Quote the passage from the excerpt on minimizing manifolds, starting with "By Lemma 3.1, the" and going on through "C, as required.".

# [SOURCE]
— Start —

We prove Proposition 3.2 in Sect. 4; the main challenge in the proof is to “patch together” minimizing manifolds for neighbourhoods of points in C. Proposition 3.4 is a consequence of the tubular neighbourhood theorem; we prove it in Sect. 5. We prove Proposition 3.5 in Sect. 6; Part (a) is a consequence of the implicit function theorem; Part (b) requires additional local arguments.

We conclude this section with proofs of Theorems 2.8 and 2.9.

Proof of Theorem 2.8

Let M be a manifold and \(f :M \rightarrow {\mathbb {R}}\) a smooth function. Suppose that every point of M has an open neighbourhood U such that \(f|_U\) is minimally degenerate.

By Lemma 3.1, the critical set of f is a locally finite disjoint union of closed subsets on which f is constant. Let C be one of these subsets. We may restrict our attention to an open neighbourhood W of C whose intersection with the set \({{\mathrm{Crit\,}}}(f)\) of critical points of f is equal to C.

By Proposition 3.2, there exists an infinitesimally minimizing manifold N for f along C. By Proposition 3.4, C has a compatibly fibred neighbourhood \(\pi :U \rightarrow {\mathcal {O}}\). By Proposition 3.5, after possibly restricting to a smaller neighbourhood of C, the set \({\widetilde{N}}\) of fibrewise critical points of \(\pi \) is a minimizing manifold for f along C, as required.

Now suppose, in addition, that there exists an almost complex structure J on M such that at every critical point of f the Hessian of f is J-invariant. By Proposition 3.2, there exists an infinitesimally minimizing manifold N for f along C that is co-orientable. By Proposition 3.4, C has a compatibly fibred neighbourhood \(\pi :U \rightarrow {\mathcal {O}}\) that is fibrewise orientable. By Proposition 3.5, after possibly restricting to a smaller neighbourhood of C, the set \(\tilde{N}\) of fibrewise critical points of \(\pi \) is a minimizing submanifold for f along C and is co-orientable, as required. \(\square \)

Proof of Theorem 2.9

Clearly, (a) implies (b): take \(h(\mathbf {x})=-\sum _{j=1}^k x_j^2\).

— End —

[A block of data]

— Start —

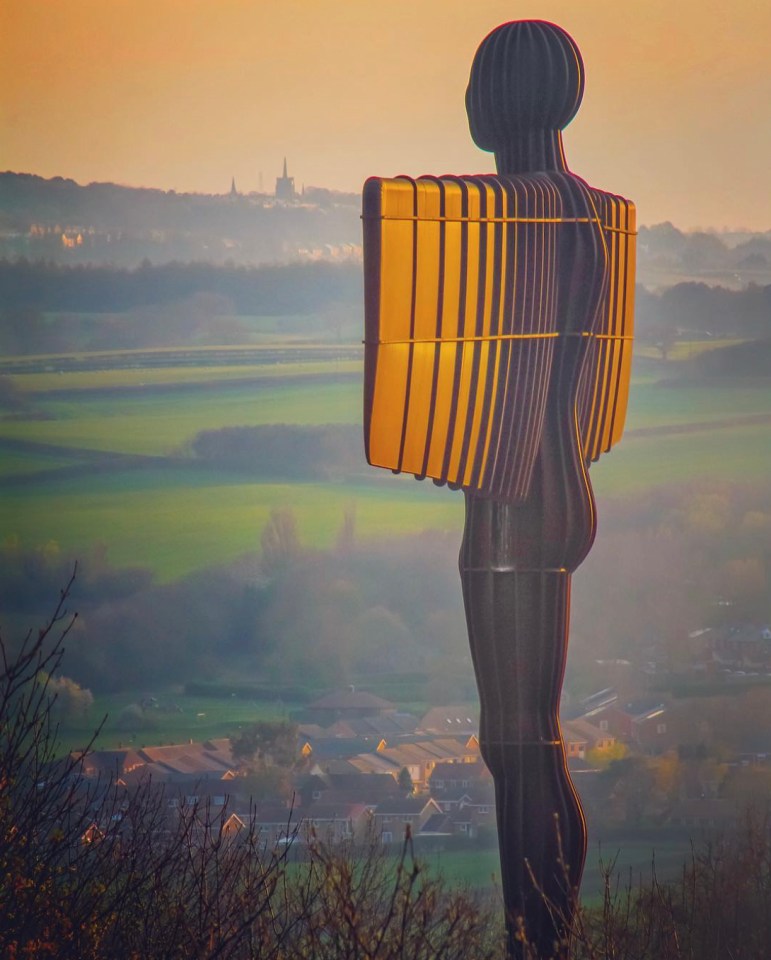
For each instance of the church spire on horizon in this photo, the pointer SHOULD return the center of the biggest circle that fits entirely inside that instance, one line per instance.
(285, 186)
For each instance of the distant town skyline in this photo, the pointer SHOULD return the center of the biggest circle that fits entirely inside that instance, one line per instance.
(186, 95)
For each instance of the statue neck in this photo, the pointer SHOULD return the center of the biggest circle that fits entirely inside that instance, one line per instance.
(532, 151)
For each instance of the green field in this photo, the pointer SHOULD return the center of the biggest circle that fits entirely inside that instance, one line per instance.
(99, 456)
(177, 719)
(632, 860)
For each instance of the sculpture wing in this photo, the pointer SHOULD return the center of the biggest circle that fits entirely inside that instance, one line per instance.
(602, 401)
(460, 317)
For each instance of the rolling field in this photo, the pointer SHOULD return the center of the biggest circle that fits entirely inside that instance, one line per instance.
(177, 719)
(480, 869)
(99, 456)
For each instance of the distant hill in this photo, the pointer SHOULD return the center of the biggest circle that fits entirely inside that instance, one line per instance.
(61, 220)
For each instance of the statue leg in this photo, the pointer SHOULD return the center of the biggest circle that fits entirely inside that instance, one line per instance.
(518, 627)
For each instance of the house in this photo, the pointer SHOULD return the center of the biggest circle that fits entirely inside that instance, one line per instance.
(580, 736)
(643, 723)
(418, 757)
(745, 646)
(391, 819)
(452, 780)
(456, 720)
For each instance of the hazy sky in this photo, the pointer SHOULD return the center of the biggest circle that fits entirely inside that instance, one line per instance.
(184, 94)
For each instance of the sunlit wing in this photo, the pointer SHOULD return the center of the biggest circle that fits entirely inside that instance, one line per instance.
(460, 316)
(602, 402)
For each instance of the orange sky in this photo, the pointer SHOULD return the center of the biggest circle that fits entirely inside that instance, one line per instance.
(184, 94)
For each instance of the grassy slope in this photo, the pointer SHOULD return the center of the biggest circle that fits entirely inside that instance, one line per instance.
(143, 511)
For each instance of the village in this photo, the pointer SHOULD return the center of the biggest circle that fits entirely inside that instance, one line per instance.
(362, 767)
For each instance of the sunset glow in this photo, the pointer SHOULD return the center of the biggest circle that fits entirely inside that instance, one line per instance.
(185, 94)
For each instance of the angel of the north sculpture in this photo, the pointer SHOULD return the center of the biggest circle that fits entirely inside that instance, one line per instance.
(498, 314)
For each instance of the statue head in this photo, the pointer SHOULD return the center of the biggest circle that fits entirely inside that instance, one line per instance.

— End —

# [SOLUTION TO THIS EXERCISE]
By Lemma 3.1, the critical set of f is a locally finite disjoint union of closed subsets on which f is constant. Let C be one of these subsets. We may restrict our attention to an open neighbourhood W of C whose intersection with the set \({{\mathrm{Crit\,}}}(f)\) of critical points of f is equal to C.

By Proposition 3.2, there exists an infinitesimally minimizing manifold N for f along C. By Proposition 3.4, C has a compatibly fibred neighbourhood \(\pi :U \rightarrow {\mathcal {O}}\). By Proposition 3.5, after possibly restricting to a smaller neighbourhood of C, the set \({\widetilde{N}}\) of fibrewise critical points of \(\pi \) is a minimizing manifold for f along C, as required.